- [EXERCICES À TRAITER]
[a] Recopiez fidèlement le passage du texte source qui va de « Au lycée Jean » à « manque de moyens. ».
[b] Relevez toutes les organisations syndicales nommées dans le texte source.
[c] D'après le texte source, quelle part des personnels du lycée Maurice Utrillo de Stains était en grève mercredi et jeudi ?

Au lycée Jean Macé à Rennes, ce sont les élèves qui se sont réunis en AG ce mercredi pour organiser la riposte face à l’offensive sexiste et islamophobe du gouvernement. Parmi ces établissements mobilisés, quelques uns à l’avant-garde, montrent qu’il est possible d’articuler réponse à l’offensive raciste du gouvernement, et revendication de moyens à la hauteur. C’est le cas du Lycée Maurice Utrillo de Stains (Seine Saint-Denis), 70% des personnels étaient en grève mercredi et jeudi pour dénoncer l’attaque islamophobe et le manque de moyens.

Un discours exemplaire qui tranche avec la logique des directions syndicales en cette rentrée. Celles-ci ont en effet pris le parti de ne pas s’opposer à la mesure du gouvernement et de la considérer comme un « contre-feu » ou une « diversion », à l’instar de la secrétaire de la CGT, Sophie Binet, qui a affirmé au micro de France Inter, qu’il fallait « avoir des règles claires » qui « de toute manière s’inscrivent dans la loi de 2005 (sic) que la CGT a soutenu ». Une position qui contraste par ailleurs avec la position de la CGT concernant la loi de 2004, qui s’était abstenue au moment du vote et qui refuse de voir dans cette mesure sa dimension ouvertement raciste et islamophobe.

Quant aux directions syndicales de l’éducation, Sophie Vénétitay, secrétaire du Snes-FSU, mise sur une stratégie du dialogue social tout en ne faisant aucunement mention du caractère islamophobe, raciste et sexiste de la mesure. Sud Éducation se démarque en revanche explicitement dans un communiqué qui dénonce l’arbitraire de l’application de la mesure, un dévoiement du principe de laïcité qui stigmatise les élèves musulmans ou considérés comme tels et une « survivance de l’idéologie colonialiste », une prise de position critique et progressiste qui tranche dans le paysage syndical. Pourtant, aucun appel à la mobilisation et aux moyens à mettre en place pour combattre cette mesure n’ont été annoncés.

[Enregistrements issus d'une collection de données]

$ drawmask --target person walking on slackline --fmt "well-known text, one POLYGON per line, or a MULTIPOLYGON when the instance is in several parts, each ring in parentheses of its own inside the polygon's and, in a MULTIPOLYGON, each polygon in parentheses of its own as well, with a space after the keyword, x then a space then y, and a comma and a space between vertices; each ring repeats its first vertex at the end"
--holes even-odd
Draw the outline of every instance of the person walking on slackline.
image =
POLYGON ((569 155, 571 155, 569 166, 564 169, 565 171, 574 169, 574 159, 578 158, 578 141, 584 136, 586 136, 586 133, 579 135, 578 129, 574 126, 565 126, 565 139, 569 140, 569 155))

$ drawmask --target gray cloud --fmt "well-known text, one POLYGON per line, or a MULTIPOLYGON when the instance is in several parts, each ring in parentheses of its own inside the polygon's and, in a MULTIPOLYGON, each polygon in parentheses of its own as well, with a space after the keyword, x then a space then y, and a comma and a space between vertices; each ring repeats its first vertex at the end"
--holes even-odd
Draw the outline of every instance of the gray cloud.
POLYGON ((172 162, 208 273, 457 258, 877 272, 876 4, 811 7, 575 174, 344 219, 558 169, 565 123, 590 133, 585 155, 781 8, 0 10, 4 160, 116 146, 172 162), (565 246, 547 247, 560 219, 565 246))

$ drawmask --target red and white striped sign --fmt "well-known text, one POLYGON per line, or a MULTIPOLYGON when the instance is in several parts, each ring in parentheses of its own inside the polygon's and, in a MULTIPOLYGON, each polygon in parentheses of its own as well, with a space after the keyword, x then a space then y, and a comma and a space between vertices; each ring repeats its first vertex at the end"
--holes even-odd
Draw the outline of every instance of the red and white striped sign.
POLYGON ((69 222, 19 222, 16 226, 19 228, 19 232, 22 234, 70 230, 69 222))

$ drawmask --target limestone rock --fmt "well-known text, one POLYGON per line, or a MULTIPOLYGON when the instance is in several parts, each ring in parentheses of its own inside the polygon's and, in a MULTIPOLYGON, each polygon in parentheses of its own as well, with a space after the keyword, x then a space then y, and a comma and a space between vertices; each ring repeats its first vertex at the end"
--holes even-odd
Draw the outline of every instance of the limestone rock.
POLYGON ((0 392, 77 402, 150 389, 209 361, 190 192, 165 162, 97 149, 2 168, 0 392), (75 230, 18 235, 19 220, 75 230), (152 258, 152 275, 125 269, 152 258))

- [LISTE DES CORRIGÉS]
[a]
Au lycée Jean Macé à Rennes, ce sont les élèves qui se sont réunis en AG ce mercredi pour organiser la riposte face à l’offensive sexiste et islamophobe du gouvernement. Parmi ces établissements mobilisés, quelques uns à l’avant-garde, montrent qu’il est possible d’articuler réponse à l’offensive raciste du gouvernement, et revendication de moyens à la hauteur. C’est le cas du Lycée Maurice Utrillo de Stains (Seine Saint-Denis), 70% des personnels étaient en grève mercredi et jeudi pour dénoncer l’attaque islamophobe et le manque de moyens.

[b] CGT, Snes-FSU, Sud Éducation

[c] 70 % des personnels.